#### 問題:
• a. 本文によると、「東京新聞 × 選挙ドットコム」のアンケートに回答した北区長選の候補者は何人ですか。
• b. 本文の「元アイドルの大沢樹生さんが出」から「(20項目中8項目の回答が分かれた結果を抜粋して再編集)」までを、「区長えらび」を「区長選び」に置き換えて書き直してください。

#### 本文:
=====

いよいよ三日後の日曜に迫った統一地方選挙後半、北区の区長選は連日、マスコミをにぎわせていますね。

元アイドルの大沢樹生さんが出馬して撤回、まさかの現職の花川候補支持に回り、自民党や既得権益団体を打倒するオルタナティブな新しい保守のはずの維新が自民党のやまだ候補と手を組むことになったり。

そんな中、私自身はどの政党からの公認・推薦・支援も全くうけていない、こまざき美紀候補推しですが、今日は「東京新聞 × 選挙ドットコム」のアンケートに候補者4人が実際に回答した客観情報のみに基づき、なるべく中立的に、北区長選候補者の政策比較をしてみました。

各分野に関する首長の考え方を多面的に知ることの重要性はいうまでもないでしょう。区長えらびの一助になれば幸いです。

※ 東京新聞×選挙ドットコム「投票マッチング」による公表された候補者の政策判断から作成
(20項目中8項目の回答が分かれた結果を抜粋して再編集)

=====

#### 提示情報:

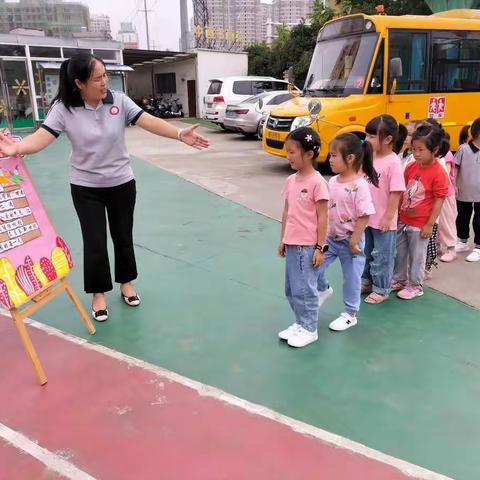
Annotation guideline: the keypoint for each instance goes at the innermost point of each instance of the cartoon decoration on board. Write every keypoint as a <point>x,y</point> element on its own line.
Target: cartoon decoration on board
<point>17,285</point>
<point>32,255</point>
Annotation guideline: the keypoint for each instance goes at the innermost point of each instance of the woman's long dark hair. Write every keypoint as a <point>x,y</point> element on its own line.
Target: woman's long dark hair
<point>350,144</point>
<point>79,67</point>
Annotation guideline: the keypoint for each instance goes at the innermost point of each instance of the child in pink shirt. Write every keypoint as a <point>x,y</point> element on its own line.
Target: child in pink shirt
<point>304,230</point>
<point>349,211</point>
<point>381,233</point>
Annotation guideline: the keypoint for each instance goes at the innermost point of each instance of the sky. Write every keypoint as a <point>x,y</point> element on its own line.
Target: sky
<point>163,20</point>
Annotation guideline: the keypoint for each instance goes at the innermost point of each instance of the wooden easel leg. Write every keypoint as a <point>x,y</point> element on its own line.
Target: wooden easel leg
<point>29,348</point>
<point>78,306</point>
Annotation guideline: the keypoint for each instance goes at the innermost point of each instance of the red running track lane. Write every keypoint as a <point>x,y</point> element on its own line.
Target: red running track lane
<point>116,421</point>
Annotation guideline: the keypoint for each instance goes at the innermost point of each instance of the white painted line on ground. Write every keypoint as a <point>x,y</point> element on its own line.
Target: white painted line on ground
<point>52,461</point>
<point>205,390</point>
<point>303,428</point>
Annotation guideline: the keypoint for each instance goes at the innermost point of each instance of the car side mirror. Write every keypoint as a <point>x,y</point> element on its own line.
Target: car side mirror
<point>314,108</point>
<point>396,67</point>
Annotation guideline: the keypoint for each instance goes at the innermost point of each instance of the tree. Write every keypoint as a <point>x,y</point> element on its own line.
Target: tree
<point>321,14</point>
<point>259,59</point>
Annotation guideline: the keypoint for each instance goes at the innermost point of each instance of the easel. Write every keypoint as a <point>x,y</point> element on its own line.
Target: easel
<point>34,303</point>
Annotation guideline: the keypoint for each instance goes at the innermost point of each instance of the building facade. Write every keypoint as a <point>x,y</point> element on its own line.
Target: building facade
<point>29,73</point>
<point>128,35</point>
<point>101,24</point>
<point>54,17</point>
<point>236,24</point>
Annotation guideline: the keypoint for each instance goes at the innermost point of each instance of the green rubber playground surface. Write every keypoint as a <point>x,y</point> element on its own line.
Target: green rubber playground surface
<point>405,381</point>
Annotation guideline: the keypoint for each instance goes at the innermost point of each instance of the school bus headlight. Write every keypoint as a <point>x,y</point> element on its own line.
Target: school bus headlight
<point>301,122</point>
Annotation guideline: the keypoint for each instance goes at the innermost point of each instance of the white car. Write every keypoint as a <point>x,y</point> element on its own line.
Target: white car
<point>249,116</point>
<point>233,90</point>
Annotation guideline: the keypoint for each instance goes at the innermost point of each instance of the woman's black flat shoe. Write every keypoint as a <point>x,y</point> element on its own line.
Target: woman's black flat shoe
<point>100,315</point>
<point>133,301</point>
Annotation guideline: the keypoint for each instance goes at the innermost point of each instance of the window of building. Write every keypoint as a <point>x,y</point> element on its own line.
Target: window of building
<point>455,61</point>
<point>51,52</point>
<point>411,48</point>
<point>107,54</point>
<point>12,51</point>
<point>69,52</point>
<point>166,83</point>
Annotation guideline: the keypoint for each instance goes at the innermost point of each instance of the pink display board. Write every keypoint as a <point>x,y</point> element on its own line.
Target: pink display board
<point>32,255</point>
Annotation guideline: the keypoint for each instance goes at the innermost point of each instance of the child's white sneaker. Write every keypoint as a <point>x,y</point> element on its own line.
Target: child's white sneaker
<point>474,256</point>
<point>462,247</point>
<point>343,322</point>
<point>288,332</point>
<point>322,296</point>
<point>302,337</point>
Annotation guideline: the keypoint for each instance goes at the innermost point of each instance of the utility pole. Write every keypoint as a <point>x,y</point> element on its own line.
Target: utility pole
<point>146,22</point>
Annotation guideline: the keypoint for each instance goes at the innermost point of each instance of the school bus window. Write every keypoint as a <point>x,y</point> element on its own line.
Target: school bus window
<point>411,48</point>
<point>376,82</point>
<point>340,65</point>
<point>456,61</point>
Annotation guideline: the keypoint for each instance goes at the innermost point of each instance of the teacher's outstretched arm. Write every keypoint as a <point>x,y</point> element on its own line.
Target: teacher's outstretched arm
<point>162,128</point>
<point>32,144</point>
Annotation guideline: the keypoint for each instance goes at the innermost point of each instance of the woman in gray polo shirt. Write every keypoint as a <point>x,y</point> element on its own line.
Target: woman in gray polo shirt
<point>101,177</point>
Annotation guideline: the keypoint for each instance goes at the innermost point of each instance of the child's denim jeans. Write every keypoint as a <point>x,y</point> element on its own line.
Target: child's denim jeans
<point>352,268</point>
<point>301,285</point>
<point>411,255</point>
<point>380,249</point>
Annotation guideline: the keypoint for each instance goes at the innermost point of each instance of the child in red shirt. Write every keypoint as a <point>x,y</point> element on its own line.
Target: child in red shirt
<point>427,187</point>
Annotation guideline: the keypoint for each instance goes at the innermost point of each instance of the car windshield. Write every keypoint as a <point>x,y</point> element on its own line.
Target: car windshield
<point>256,98</point>
<point>340,65</point>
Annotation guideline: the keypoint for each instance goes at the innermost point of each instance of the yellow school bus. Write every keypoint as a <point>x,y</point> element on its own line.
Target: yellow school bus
<point>412,67</point>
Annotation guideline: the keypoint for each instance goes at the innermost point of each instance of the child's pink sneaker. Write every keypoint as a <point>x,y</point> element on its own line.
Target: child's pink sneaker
<point>398,285</point>
<point>410,292</point>
<point>448,256</point>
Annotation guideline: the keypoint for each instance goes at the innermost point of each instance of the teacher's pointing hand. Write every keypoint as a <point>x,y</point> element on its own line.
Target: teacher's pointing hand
<point>192,138</point>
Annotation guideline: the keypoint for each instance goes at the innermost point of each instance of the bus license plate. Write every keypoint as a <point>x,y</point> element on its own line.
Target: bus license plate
<point>273,135</point>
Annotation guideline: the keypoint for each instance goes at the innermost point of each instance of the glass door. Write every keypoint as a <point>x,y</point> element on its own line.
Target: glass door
<point>16,100</point>
<point>5,112</point>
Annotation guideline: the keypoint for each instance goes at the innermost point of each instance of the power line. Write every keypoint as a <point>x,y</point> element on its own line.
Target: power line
<point>146,11</point>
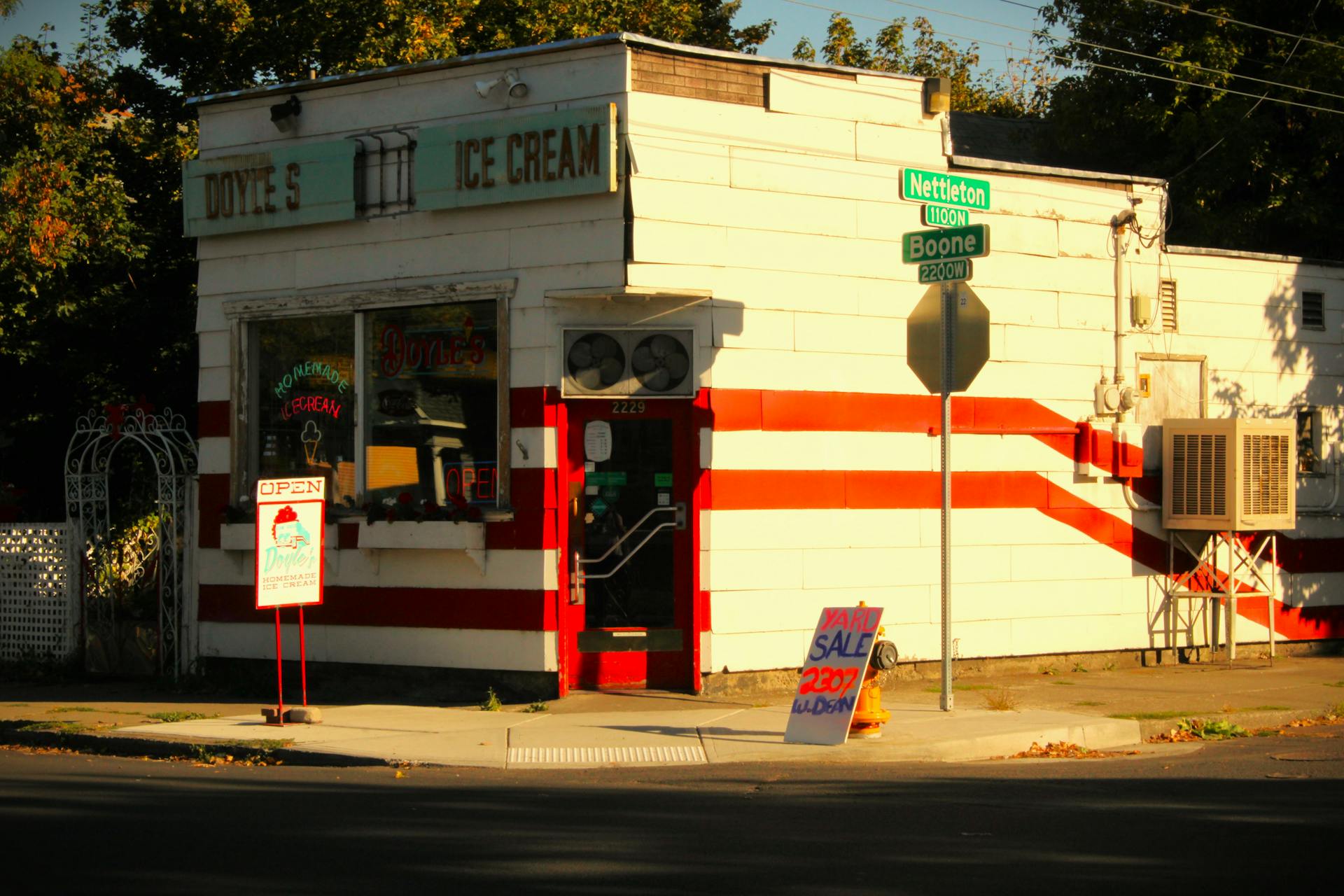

=====

#### 解答:
• a. 4人です。

• b.
元アイドルの大沢樹生さんが出馬して撤回、まさかの現職の花川候補支持に回り、自民党や既得権益団体を打倒するオルタナティブな新しい保守のはずの維新が自民党のやまだ候補と手を組むことになったり。

そんな中、私自身はどの政党からの公認・推薦・支援も全くうけていない、こまざき美紀候補推しですが、今日は「東京新聞 × 選挙ドットコム」のアンケートに候補者4人が実際に回答した客観情報のみに基づき、なるべく中立的に、北区長選候補者の政策比較をしてみました。

各分野に関する首長の考え方を多面的に知ることの重要性はいうまでもないでしょう。区長選びの一助になれば幸いです。

※ 東京新聞×選挙ドットコム「投票マッチング」による公表された候補者の政策判断から作成
(20項目中8項目の回答が分かれた結果を抜粋して再編集)